**Point labeling data from photos**.
• • • • •

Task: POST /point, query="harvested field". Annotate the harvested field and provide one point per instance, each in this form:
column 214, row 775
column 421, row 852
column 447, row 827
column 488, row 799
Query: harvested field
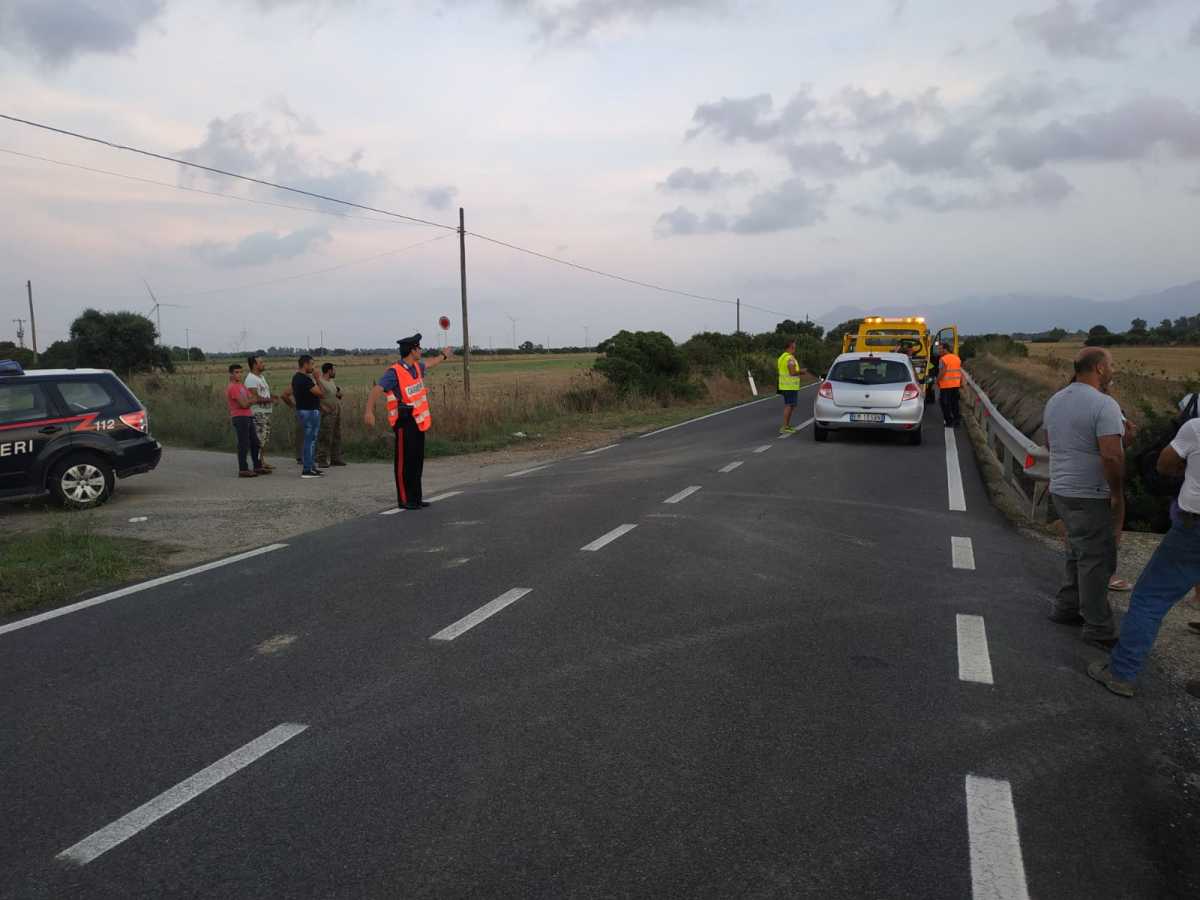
column 1177, row 364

• • • • •

**SHORT EXERCISE**. Echo every one of the rows above word for word, but leave the pictures out.

**TASK RESULT**.
Task: POST /point, query="harvested field". Annotate the harvested field and provide one point per instance, each in this form:
column 214, row 775
column 421, row 852
column 447, row 827
column 488, row 799
Query: harvested field
column 1177, row 364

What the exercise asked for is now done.